Jesus Christ is our Deliverer: He has broken our slavery to self-obsession by his cross, and we can now truly love others!
This Week's Pastor to People
As you did it to one of the least of these my brothers, you did it to me (Matthew 25:40).
On this Sanctity of Life Sunday, I present a forceful excerpt about human dignity from Onward, a book by Russell Moore. Moore, who spoke last fall at Stone Hill’s TGC Conference, is a journalist and ethicist.
On a Sunday this January I will probably be preaching somewhere on “Sanctity of Human Life Sunday.” Here’s a confession: I hate it.
Don’t get me wrong. I love to preach the Bible. And I love to talk about the image of God and the protection of all human life. I hate this Sunday not because of what we have to say, but that we have to say it at all. The idea of aborting an unborn child or abusing a born child or starving an elderly person or torturing an enemy combatant or screaming at an immigrant family, these ought all to be so self-evidently wrong that a “Sanctity of Human Life Sunday” ought to be as unnecessary as a “Reality of Gravity Sunday.”

• _Data for analysis_:
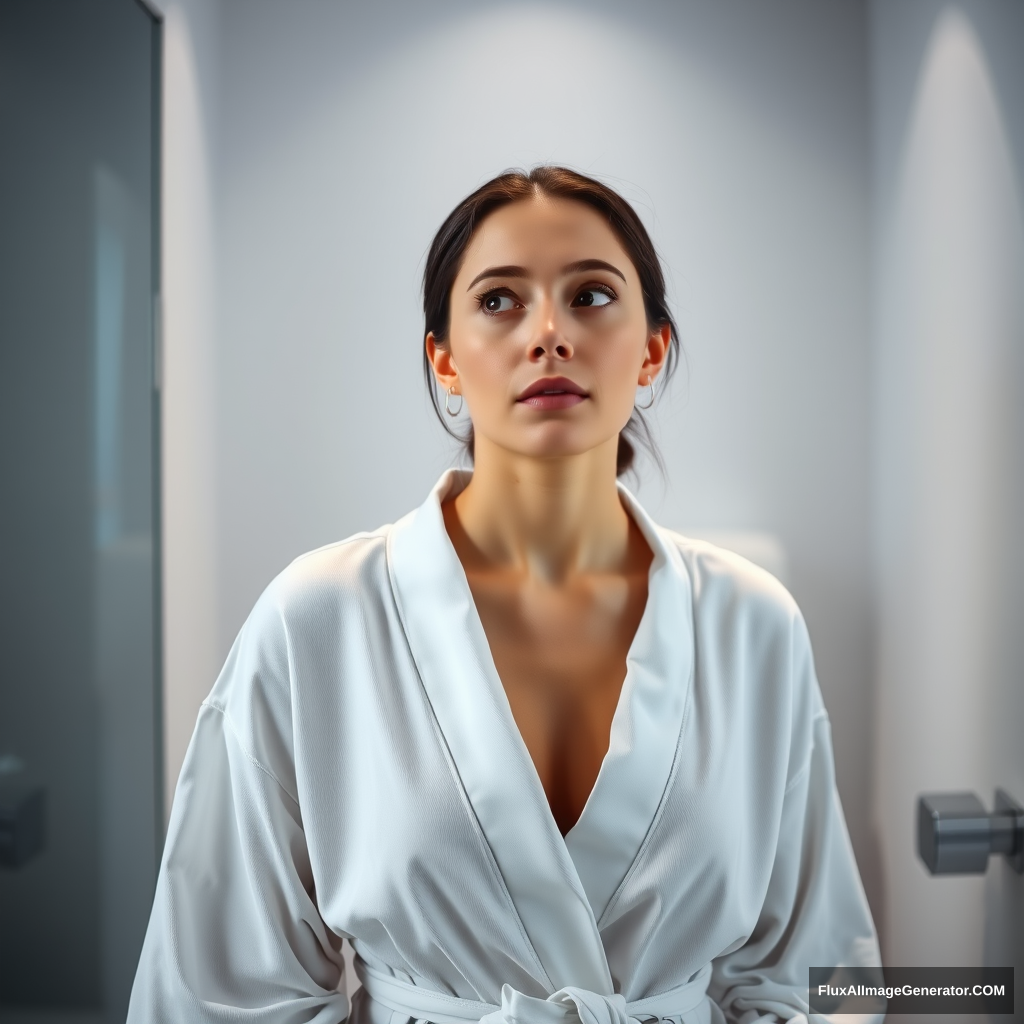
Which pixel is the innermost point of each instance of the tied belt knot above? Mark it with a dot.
(567, 1006)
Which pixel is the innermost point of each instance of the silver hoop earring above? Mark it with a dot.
(448, 401)
(649, 384)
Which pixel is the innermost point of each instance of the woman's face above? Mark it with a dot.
(549, 337)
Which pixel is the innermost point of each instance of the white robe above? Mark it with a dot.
(356, 773)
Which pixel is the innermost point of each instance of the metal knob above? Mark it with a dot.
(956, 835)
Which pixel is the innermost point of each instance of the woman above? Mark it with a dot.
(537, 758)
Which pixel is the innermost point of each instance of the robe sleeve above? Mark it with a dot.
(815, 912)
(235, 933)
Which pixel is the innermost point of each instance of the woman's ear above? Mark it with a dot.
(654, 355)
(440, 358)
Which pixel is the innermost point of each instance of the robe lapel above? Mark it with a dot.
(635, 772)
(558, 887)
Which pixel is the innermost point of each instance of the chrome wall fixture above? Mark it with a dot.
(956, 835)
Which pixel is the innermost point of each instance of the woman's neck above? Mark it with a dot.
(546, 518)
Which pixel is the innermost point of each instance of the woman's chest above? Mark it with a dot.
(561, 659)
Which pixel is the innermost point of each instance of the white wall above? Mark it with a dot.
(313, 147)
(948, 484)
(739, 130)
(192, 644)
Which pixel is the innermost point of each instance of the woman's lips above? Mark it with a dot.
(559, 399)
(556, 392)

• _Task objective_: Please resume the Sanctity of Life Sunday passage, starting right after its final sentence. The data comes from a separate source and has no connection to the Sanctity of Life Sunday passage.

• _Exercise answer_:
Several years ago, I heard a lecturer talking about ministries of mercy to the poor and vulnerable. The crowd seemed to be in agreement with the lecturer because, as one respondent put it, social ministries give us the opportunity to share the gospel. The lecturer agreed, but then he talked about a group home filled with cognitively disabled children. This man’s church went every day to brush the hair of these children, to sing to them, and sometimes just to sit quietly and hold their hands. “They can’t hear or respond to the gospel,” he said. “So is our ministry to them worth it?”
Of course it is. This ministry is “worth it” for the same reason it was “worth it” for Jesus’ friends to wash and anoint his body after his crucifixion. It was honoring him, loving him, recognizing him. He tells us when we stand with the poor, the unborn, the orphaned, the widowed, the diseased, the abandoned, the disabled, the poor, the elderly, we are standing with the “least of these” (Matthew 25:40). And when we care for them, Jesus tells us, we will recognize him there, too.